### TO DO
Could you set out the records as a numbered list, starting at their first line and ending with the line that contains "<point>781,822</point>", and leave out any blank lines?

### PROVIDED ENTRIES

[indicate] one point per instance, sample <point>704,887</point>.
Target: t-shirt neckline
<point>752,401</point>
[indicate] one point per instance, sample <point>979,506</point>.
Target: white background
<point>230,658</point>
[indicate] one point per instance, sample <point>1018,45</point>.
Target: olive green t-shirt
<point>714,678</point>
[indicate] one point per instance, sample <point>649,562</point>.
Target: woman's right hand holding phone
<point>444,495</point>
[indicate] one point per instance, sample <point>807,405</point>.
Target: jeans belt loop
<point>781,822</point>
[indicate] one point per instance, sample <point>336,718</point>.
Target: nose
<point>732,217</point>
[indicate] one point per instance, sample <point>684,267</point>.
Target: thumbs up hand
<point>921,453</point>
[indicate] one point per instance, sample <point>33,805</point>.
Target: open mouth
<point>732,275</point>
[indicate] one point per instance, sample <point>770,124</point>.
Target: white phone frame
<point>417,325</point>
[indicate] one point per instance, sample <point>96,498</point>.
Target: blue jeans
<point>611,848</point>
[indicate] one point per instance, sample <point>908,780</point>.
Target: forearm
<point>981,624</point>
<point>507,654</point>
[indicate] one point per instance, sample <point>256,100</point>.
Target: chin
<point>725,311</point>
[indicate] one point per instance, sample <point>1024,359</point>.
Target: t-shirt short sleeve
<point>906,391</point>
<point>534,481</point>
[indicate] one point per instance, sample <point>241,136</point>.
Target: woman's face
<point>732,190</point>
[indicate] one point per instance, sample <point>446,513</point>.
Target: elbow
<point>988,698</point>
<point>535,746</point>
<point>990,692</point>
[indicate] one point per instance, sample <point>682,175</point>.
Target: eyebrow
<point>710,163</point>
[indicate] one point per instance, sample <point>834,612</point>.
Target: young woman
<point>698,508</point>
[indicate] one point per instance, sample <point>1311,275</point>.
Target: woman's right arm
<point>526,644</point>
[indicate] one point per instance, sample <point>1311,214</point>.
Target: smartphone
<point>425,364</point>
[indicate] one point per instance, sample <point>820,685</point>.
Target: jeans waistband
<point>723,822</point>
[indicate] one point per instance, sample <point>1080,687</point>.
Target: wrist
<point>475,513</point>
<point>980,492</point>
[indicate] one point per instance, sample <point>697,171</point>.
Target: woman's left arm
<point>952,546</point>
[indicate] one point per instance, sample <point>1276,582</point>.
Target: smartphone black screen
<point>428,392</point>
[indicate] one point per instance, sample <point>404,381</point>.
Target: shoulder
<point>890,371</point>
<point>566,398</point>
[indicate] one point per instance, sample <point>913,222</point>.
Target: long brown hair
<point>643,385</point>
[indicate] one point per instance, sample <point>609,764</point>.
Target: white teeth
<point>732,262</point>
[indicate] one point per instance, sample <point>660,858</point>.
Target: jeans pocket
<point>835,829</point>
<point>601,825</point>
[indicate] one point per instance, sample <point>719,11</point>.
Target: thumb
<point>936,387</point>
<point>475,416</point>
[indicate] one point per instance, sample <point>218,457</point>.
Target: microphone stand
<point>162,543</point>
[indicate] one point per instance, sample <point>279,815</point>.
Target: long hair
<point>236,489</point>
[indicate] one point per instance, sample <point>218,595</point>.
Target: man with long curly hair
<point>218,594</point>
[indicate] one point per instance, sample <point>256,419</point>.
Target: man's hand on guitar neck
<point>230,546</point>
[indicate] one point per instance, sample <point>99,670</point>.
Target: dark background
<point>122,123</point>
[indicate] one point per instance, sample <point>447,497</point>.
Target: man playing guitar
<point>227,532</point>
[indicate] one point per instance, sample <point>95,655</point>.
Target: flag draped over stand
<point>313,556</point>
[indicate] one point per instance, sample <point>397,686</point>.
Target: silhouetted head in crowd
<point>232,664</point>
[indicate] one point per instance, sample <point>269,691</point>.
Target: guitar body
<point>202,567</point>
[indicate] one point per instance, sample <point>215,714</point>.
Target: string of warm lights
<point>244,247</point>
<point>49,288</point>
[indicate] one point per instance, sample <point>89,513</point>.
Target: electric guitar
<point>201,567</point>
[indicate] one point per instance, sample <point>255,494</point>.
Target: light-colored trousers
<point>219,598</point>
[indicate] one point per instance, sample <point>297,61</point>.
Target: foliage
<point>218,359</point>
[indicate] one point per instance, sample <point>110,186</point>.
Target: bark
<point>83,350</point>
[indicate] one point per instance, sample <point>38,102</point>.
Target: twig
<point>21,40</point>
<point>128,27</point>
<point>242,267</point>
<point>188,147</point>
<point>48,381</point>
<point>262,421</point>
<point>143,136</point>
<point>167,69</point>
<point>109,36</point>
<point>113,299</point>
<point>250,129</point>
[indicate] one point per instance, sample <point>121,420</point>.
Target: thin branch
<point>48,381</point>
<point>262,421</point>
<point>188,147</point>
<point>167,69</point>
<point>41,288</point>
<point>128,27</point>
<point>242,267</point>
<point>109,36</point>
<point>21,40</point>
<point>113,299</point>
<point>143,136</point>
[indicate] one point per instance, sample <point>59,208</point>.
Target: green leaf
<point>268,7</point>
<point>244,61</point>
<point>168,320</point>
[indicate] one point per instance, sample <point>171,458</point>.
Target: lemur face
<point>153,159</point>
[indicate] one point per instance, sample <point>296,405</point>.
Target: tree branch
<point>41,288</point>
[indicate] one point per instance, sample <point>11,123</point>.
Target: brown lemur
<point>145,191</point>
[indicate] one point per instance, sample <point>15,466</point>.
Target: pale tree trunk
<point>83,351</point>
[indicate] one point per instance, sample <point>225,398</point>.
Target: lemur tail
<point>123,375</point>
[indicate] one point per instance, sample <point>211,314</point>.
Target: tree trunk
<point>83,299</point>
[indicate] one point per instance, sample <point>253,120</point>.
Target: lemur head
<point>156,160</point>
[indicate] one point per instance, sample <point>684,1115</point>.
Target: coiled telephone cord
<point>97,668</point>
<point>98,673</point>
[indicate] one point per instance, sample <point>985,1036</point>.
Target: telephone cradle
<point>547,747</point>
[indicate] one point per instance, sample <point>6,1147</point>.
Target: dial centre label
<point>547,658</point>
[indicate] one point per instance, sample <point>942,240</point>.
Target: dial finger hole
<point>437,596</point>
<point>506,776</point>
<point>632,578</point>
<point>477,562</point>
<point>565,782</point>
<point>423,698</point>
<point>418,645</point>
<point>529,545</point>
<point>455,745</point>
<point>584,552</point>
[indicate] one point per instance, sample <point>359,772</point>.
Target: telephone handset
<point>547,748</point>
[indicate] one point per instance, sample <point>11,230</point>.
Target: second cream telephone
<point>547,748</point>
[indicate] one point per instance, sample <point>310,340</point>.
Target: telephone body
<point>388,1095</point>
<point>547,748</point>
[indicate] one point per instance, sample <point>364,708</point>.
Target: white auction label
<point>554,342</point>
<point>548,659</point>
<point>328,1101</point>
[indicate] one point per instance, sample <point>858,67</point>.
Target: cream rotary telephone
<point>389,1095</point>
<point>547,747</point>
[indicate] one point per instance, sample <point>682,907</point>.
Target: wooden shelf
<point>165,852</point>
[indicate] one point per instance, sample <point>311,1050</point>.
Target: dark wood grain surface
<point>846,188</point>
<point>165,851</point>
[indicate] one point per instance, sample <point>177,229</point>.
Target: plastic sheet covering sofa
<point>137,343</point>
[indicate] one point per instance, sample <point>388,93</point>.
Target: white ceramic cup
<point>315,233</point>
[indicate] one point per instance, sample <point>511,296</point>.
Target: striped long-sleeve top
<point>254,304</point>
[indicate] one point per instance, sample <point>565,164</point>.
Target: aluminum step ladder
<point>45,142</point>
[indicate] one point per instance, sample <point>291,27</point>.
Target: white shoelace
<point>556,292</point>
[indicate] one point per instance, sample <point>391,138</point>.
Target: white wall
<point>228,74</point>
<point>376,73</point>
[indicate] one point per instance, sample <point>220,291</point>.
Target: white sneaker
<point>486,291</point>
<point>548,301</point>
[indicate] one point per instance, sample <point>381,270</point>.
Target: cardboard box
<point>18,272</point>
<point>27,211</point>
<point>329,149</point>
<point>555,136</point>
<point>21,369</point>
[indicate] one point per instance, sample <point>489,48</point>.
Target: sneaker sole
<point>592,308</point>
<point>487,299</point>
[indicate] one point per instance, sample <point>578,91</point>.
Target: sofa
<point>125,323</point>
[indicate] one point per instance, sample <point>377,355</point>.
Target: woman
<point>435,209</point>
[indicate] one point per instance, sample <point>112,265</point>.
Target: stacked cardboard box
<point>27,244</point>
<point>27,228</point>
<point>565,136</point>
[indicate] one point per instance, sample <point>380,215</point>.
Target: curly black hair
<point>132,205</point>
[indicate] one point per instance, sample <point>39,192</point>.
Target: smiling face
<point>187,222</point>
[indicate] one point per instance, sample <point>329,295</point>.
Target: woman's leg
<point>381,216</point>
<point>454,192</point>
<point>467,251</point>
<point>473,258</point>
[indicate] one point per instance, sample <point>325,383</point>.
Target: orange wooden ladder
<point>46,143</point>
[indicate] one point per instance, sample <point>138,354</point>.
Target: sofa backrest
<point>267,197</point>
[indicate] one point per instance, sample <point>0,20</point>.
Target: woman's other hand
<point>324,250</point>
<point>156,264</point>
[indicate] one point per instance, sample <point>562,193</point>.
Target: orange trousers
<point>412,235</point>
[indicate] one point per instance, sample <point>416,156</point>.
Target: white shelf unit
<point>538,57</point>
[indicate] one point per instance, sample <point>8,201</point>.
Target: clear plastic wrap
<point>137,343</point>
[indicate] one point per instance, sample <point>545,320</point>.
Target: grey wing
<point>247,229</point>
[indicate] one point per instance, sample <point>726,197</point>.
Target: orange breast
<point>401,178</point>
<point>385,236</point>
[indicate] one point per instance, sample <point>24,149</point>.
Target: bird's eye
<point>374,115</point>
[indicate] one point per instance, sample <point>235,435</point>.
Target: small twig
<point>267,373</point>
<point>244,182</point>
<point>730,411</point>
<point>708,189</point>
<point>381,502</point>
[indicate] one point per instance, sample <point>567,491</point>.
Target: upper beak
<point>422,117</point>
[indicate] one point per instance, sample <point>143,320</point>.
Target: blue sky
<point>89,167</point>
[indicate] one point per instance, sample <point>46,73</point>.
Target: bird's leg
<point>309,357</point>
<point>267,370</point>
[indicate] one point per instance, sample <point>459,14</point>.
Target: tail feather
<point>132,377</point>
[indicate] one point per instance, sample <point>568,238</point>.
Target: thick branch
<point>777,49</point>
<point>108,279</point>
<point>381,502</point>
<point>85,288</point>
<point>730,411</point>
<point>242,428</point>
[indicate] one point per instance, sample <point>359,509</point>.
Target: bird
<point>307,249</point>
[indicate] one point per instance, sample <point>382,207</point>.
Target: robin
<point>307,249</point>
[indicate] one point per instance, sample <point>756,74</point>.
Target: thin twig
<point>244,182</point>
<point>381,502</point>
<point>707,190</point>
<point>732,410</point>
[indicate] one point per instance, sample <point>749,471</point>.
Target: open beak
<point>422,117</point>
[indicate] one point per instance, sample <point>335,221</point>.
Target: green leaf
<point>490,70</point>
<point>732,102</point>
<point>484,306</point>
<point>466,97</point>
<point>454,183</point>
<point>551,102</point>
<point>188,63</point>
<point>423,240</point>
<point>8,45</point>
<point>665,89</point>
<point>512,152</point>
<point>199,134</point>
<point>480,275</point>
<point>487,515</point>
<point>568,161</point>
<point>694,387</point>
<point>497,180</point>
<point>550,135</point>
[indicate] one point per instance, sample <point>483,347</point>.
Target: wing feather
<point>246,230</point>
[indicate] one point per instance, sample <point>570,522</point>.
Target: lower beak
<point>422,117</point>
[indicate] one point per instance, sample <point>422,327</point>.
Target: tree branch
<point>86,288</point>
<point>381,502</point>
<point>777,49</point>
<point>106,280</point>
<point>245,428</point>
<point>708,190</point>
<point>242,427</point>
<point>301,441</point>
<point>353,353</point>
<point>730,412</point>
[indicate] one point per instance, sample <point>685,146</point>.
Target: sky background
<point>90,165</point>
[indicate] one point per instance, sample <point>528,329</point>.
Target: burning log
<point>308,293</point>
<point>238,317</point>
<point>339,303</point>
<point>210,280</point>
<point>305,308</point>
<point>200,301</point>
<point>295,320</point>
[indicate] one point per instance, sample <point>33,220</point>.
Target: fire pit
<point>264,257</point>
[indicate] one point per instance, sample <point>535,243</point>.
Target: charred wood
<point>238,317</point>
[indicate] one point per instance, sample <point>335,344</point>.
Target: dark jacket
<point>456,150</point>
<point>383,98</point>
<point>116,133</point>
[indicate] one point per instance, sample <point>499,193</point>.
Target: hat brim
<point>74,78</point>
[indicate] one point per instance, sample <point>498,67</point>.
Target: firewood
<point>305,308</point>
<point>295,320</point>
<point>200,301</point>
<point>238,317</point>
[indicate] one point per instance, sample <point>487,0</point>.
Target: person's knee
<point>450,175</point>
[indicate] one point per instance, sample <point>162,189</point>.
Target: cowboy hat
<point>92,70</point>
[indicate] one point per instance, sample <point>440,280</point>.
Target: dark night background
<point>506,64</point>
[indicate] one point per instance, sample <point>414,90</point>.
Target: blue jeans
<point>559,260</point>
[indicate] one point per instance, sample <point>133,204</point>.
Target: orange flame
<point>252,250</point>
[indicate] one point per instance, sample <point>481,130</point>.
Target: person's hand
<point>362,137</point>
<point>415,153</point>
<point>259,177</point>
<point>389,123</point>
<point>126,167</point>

### EXPECTED ANSWER
1. [indicate] one point per instance, sample <point>704,887</point>.
2. Target: t-shirt neckline
3. <point>752,401</point>
4. [indicate] one point per instance, sample <point>979,506</point>.
5. Target: white background
6. <point>230,658</point>
7. [indicate] one point per instance, sample <point>1018,45</point>.
8. Target: olive green t-shirt
9. <point>714,678</point>
10. [indicate] one point per instance, sample <point>649,562</point>.
11. Target: woman's right hand holding phone
12. <point>444,495</point>
13. [indicate] one point per instance, sample <point>807,405</point>.
14. Target: jeans belt loop
15. <point>781,822</point>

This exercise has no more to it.